__МАТЕРИАЛ__
Русская линия
Известия Александр Архангельский18.04.2002 

Русская православная церковь и российское государство: мнения читателей

В первом выпуске новой тематической полосы «Религия» (21.01) была напечатана статья публициста Андрея Зубова «Плетью обуха не перешибить». Главный ее тезис: в силу естественных и неумолимых исторических процессов Россия предпочтет «модель либерального конфессионального европейского общества, в котором сохраняется унаследованная от прошлых веков близость господствующей церкви с государством при свободе иных конфессий…»
Читатели живо откликнулись на эту публикацию; отзывы были самые разные — и по стилю, и по глубине. Владимир ГАГАРИН из Екатеринбурга не без некоторой язвительности предлагает «малосущественную поправку» к доводам Зубова: «Анализ тенденций национально-демографической ситуации в России — да и во всем мире — подсказывает нам, что на роль государственной религии больше подходит не православие и даже не христианство, а другая мировая религия, ислам».

__ИСХОДНЫЕ ДАННЫЕ__
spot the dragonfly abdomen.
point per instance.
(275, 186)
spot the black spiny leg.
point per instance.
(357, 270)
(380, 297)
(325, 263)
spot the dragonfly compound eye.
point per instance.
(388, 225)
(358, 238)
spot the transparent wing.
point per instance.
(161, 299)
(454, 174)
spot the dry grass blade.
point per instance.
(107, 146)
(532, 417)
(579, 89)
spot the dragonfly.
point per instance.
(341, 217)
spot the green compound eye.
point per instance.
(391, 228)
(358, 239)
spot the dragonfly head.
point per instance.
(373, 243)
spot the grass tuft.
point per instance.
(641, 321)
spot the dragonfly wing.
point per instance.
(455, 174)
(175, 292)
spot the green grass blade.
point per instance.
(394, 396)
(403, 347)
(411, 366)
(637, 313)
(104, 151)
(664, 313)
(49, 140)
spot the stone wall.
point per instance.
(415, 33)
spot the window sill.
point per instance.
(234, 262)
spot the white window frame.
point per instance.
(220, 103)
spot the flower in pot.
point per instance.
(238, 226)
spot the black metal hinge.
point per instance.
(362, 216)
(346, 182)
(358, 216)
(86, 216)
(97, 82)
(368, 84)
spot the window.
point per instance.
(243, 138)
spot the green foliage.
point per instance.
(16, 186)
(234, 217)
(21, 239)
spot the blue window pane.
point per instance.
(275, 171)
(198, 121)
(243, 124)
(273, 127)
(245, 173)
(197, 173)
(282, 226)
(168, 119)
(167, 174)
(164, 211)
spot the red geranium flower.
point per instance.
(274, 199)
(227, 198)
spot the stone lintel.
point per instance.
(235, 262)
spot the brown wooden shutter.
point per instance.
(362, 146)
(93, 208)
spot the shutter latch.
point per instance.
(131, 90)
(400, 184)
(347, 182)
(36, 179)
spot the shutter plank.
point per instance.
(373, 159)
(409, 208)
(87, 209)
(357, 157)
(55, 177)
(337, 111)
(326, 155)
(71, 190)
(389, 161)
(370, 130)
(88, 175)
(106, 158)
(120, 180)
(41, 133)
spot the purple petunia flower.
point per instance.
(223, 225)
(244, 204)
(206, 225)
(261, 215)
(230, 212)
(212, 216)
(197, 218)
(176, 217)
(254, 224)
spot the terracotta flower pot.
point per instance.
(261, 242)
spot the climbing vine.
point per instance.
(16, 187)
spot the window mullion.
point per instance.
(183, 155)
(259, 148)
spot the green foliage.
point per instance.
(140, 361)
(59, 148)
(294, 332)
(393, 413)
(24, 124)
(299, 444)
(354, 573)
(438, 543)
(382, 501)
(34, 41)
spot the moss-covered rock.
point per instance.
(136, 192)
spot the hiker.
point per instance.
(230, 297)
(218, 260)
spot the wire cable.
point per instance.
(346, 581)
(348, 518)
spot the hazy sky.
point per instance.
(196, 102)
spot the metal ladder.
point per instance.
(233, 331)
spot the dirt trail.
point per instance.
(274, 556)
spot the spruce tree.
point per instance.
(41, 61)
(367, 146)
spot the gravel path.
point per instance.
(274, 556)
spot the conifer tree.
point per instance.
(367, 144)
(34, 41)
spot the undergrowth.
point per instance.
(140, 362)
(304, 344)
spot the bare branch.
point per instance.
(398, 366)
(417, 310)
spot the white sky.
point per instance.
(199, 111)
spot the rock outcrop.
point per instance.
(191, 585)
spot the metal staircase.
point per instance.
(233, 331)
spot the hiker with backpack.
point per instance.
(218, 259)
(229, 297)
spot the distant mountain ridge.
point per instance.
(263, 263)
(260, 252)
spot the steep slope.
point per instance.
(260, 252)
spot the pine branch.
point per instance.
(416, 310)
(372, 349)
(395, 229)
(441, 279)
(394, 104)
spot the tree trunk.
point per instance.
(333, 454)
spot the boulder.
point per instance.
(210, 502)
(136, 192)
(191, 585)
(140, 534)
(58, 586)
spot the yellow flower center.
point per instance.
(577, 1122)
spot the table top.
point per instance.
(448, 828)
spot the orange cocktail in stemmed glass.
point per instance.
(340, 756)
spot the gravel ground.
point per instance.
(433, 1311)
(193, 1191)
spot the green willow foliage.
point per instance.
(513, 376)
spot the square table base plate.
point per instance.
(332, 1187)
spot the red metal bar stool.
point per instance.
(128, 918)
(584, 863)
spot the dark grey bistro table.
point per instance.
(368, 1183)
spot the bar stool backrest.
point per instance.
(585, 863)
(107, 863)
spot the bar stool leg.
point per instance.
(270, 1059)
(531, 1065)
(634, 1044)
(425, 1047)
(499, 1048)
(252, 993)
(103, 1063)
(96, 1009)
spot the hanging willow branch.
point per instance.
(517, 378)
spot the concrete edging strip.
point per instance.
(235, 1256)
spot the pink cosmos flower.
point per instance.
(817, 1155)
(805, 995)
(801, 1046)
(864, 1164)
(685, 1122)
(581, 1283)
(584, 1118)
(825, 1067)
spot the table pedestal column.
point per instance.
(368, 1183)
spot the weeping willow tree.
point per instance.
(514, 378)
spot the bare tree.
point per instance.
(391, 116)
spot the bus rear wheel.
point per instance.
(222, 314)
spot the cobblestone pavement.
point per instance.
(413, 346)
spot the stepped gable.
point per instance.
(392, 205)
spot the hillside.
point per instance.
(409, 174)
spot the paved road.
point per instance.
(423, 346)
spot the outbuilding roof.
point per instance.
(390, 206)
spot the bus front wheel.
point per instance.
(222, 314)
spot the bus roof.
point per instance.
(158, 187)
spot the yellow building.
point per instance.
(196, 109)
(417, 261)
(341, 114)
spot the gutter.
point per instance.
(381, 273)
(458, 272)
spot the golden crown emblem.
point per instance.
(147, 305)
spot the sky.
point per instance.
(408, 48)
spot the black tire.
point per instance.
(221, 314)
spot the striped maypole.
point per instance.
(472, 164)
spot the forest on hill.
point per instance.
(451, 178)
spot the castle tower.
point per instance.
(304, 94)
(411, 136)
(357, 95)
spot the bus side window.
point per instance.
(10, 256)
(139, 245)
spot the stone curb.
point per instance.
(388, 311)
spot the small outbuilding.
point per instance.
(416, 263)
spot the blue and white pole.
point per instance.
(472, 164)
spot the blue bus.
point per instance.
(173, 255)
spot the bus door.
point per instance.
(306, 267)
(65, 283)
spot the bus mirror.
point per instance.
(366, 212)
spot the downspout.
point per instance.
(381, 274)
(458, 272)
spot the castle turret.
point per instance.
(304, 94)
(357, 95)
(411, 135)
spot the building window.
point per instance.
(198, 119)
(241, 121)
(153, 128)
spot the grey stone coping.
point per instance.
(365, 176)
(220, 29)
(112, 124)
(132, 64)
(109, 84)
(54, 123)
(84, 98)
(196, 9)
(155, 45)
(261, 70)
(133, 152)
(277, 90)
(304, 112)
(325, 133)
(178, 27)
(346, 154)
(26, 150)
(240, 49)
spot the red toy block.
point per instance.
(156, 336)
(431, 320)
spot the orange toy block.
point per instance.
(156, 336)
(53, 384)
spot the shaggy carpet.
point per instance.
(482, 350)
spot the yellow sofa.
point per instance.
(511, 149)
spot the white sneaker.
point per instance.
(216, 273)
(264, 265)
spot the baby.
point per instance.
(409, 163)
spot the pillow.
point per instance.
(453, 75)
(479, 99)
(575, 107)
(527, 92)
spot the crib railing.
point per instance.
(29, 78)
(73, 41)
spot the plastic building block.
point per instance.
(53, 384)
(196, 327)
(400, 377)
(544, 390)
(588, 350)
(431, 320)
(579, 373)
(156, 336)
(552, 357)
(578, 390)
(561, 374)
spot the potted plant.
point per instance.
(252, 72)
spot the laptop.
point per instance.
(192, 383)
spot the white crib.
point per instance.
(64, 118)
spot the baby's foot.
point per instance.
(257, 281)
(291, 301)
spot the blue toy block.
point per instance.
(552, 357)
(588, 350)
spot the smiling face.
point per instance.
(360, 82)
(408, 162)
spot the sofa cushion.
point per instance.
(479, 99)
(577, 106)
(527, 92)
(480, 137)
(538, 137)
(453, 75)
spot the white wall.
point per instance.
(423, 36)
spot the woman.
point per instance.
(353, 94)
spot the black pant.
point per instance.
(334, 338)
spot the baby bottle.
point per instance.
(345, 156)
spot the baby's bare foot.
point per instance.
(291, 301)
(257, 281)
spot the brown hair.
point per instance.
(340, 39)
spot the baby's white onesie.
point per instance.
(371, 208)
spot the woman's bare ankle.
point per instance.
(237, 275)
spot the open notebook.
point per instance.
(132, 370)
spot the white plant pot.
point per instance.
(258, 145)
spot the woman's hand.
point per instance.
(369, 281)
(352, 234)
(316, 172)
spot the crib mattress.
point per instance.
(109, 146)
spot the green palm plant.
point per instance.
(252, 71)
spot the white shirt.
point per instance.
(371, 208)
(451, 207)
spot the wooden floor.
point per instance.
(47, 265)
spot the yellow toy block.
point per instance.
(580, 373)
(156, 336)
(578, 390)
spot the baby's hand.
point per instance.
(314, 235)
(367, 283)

__ЗАДАНИЕ__
Объясните в одном-двух предложениях по материалу, почему Владимир Гагарин считает, что на роль государственной религии больше подходит ислам, а не православие.

__ИТОГОВЫЙ ОТВЕТ__
Гагарин ссылается на анализ тенденций национально-демографической ситуации в России и во всем мире. По его словам, этот анализ подсказывает, что на роль государственной религии больше подходит ислам, а не православие и даже не христианство.